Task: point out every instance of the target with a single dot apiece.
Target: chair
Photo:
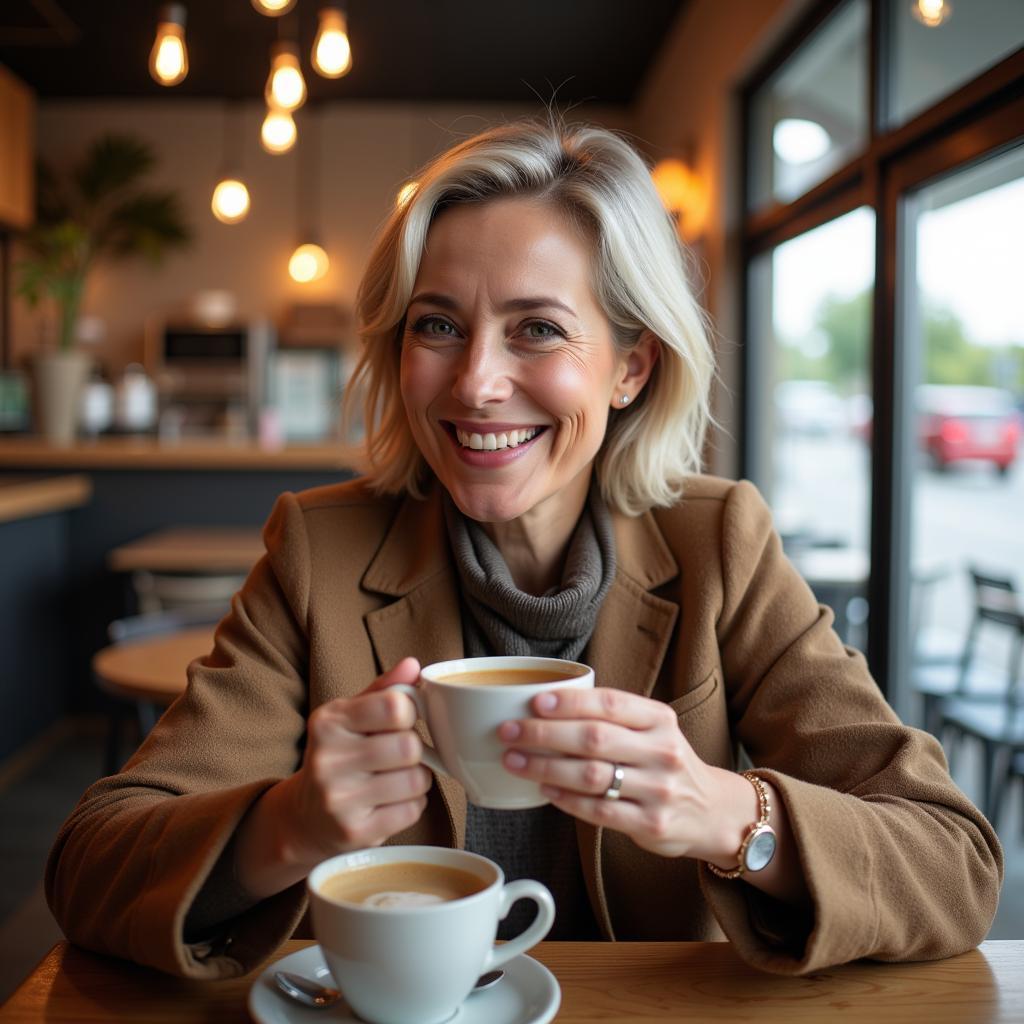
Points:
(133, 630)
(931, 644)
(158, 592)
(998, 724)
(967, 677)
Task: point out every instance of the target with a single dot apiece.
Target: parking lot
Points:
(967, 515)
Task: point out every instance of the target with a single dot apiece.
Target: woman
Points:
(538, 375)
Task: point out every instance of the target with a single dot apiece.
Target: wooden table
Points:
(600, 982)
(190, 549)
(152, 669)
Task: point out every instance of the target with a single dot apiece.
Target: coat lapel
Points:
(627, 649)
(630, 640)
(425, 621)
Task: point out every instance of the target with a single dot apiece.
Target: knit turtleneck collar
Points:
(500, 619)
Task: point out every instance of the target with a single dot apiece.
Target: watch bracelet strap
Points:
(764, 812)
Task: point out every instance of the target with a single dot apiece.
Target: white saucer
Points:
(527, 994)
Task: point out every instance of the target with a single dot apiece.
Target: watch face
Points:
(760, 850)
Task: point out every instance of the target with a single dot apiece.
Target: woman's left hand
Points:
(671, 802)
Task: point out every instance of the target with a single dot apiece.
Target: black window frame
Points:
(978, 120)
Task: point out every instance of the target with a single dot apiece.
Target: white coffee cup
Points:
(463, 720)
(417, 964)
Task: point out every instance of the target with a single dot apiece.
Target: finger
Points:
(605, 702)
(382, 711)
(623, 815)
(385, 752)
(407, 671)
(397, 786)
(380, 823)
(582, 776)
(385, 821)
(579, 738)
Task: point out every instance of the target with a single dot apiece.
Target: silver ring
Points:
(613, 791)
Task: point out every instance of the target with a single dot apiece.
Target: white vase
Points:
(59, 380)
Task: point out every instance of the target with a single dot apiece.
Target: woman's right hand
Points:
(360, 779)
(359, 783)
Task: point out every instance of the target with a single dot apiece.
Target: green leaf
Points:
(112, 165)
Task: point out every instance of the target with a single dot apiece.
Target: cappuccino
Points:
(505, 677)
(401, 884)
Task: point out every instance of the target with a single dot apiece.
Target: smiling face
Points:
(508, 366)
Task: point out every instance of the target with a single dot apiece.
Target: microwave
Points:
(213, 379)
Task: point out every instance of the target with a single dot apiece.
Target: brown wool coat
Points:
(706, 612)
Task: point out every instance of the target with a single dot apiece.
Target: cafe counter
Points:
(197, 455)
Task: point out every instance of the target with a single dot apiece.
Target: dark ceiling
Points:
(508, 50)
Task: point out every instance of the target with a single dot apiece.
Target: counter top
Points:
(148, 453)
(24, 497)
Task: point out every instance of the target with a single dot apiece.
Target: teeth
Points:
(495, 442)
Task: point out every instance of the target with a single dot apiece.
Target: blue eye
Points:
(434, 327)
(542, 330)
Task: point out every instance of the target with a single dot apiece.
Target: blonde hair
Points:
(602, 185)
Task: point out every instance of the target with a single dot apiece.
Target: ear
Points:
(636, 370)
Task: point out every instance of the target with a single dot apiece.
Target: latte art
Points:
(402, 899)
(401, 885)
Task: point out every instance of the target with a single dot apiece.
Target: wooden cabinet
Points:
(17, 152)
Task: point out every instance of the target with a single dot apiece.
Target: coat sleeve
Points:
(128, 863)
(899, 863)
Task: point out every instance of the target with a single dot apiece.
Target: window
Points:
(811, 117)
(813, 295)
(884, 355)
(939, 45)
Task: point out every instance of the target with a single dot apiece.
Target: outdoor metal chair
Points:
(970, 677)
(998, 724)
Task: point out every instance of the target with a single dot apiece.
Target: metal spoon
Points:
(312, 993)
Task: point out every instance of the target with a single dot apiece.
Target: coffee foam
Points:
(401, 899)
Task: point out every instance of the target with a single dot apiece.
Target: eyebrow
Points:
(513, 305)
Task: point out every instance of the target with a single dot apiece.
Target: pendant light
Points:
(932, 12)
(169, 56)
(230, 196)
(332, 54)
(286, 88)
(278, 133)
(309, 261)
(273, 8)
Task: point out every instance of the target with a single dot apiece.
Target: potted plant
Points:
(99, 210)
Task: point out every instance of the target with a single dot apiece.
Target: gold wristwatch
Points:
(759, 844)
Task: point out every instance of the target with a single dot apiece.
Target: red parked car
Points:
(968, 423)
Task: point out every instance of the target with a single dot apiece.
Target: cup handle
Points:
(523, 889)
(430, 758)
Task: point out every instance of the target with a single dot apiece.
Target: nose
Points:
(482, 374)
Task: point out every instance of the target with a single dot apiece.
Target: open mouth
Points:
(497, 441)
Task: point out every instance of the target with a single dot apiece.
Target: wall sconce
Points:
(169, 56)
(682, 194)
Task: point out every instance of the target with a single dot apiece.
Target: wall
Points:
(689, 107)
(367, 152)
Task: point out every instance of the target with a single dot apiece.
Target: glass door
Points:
-------------------------
GOAL: From the entries above, output every line exactly and omit any image.

FINAL RESULT:
Task: point out every instance of the target with a single dot apiece.
Target: chair
Photo:
Points:
(133, 630)
(931, 644)
(158, 592)
(998, 724)
(967, 677)
Task: point out every instance of the target with a single dot apiece.
Target: parking lot
Points:
(967, 515)
Task: point out every instance of the target with a single dot apiece.
Target: woman
Points:
(538, 375)
Task: point out every instance of the target with a single dot apiece.
Target: wooden table
Points:
(600, 982)
(190, 549)
(152, 669)
Task: point out every instance of the target with a single dot apiece.
Target: coat lapel
Points:
(627, 649)
(630, 640)
(425, 621)
Task: point out every instance of the target with a single dot apiece.
Target: knit turtleneck collar
Points:
(500, 619)
Task: point out every instance of the target with a single dot apiece.
Target: watch bracelet strap
Points:
(764, 812)
Task: point out every instance of the target with a single dot apiece.
Target: white saucer
Points:
(527, 994)
Task: point out every instance of the target with a single dot apiece.
Target: watch face
Points:
(760, 850)
Task: point out every instance of the target with a single dot apiece.
Target: woman's left hand
Points:
(671, 802)
Task: point out every instance of the target with a single dot apiece.
Target: black window frame
Points:
(978, 120)
Task: point out every instance of the target with a single dot apiece.
Target: white coffee cup
Points:
(463, 720)
(417, 964)
Task: point out every instance of the target with a single dot apiece.
Target: finger
Points:
(605, 702)
(382, 711)
(623, 815)
(385, 752)
(407, 671)
(397, 786)
(380, 823)
(582, 776)
(385, 821)
(579, 738)
Task: point out every instance of the target with a single dot apiece.
Target: silver ring
Points:
(613, 791)
Task: point out every instance of the target with a single dot apiece.
Target: white vase
Points:
(59, 380)
Task: point out every instance of the target with a single dot apiece.
Target: woman's right hand
Points:
(360, 779)
(359, 783)
Task: point out every instance of the target with a single dot apiece.
Target: green leaf
Points:
(112, 165)
Task: point out every instance of the target with a single dot apiece.
Target: cappuccino
Points:
(505, 677)
(401, 884)
Task: point out every instance of the target with a single dot apiece.
Target: smiling face
Points:
(508, 366)
Task: point out every instance of the target with a single dot apiece.
Target: microwave
Points:
(213, 379)
Task: point out every instance of the target with a single dot apiece.
Target: brown wool coat
Points:
(706, 612)
Task: point out every instance of the target with a single dot apiece.
Target: cafe counter
Points:
(197, 455)
Task: point out every instance of the target with a single dot apiece.
Target: dark ceiling
Points:
(508, 50)
Task: point out every instance of the target with a single dot apiece.
Target: counter top
Points:
(148, 453)
(24, 497)
Task: point out every instance of the target with a single dot apiece.
Target: teeth
Points:
(495, 442)
Task: point out every instance of the target with a single dot apiece.
Target: blue eye
Points:
(434, 327)
(542, 330)
Task: point out every instance of the target with a single dot apiece.
Target: blonde hair
Points:
(602, 185)
Task: point out every instance of the target with a single dot apiece.
Target: ear
Points:
(636, 370)
Task: point out every instance of the target with a single dot apiece.
Target: latte art
Points:
(402, 899)
(401, 885)
Task: point out every instance of the target with a single dot apiece.
Target: wooden cabinet
Points:
(17, 152)
Task: point out every instance of the target with a single dot apiece.
Target: coat sleeve
Points:
(128, 863)
(899, 863)
Task: point out every instance of the target with a single dot apiece.
Target: window
Points:
(811, 117)
(813, 295)
(884, 355)
(939, 45)
Task: point out every instance of the target with a single dot apiece.
Target: outdoor metal chair
Points:
(970, 677)
(998, 724)
Task: point out every instance of the target with a single dot apiece.
Target: metal spoon
Points:
(312, 993)
Task: point out every instance of the target with a single dot apiece.
Target: coffee foam
Points:
(401, 899)
Task: point out every instance of the target with a single dot apiece.
Target: eyebrow
Points:
(513, 305)
Task: point out every instance of the target with a single dot apiece.
Target: pendant light
Points:
(932, 12)
(169, 56)
(230, 196)
(332, 54)
(286, 88)
(278, 133)
(309, 261)
(273, 8)
Task: point out every instance of the target with a single dot apiece.
Target: potted plant
Points:
(99, 210)
Task: point out every instance of the target with a single dot apiece.
Target: gold wristwatch
Points:
(759, 844)
Task: point out every instance of the target with a single dot apiece.
Target: red parked car
Points:
(968, 423)
Task: point out every instance of the target with a single dot apiece.
Target: cup handle
Points:
(523, 889)
(430, 758)
Task: point out every instance of the target with a single dot apiece.
Target: nose
Points:
(482, 374)
Task: point out every instance of the target with a single dot apiece.
Target: open mouth
Points:
(497, 441)
Task: point out every instance of the target with a single dot apiece.
Target: wall sconce
Points:
(169, 56)
(682, 194)
Task: point out every instance of the target with a single dot apiece.
Target: wall
Points:
(689, 107)
(367, 152)
Task: point out every instance of the target with a single dot apiece.
Target: glass door
Points:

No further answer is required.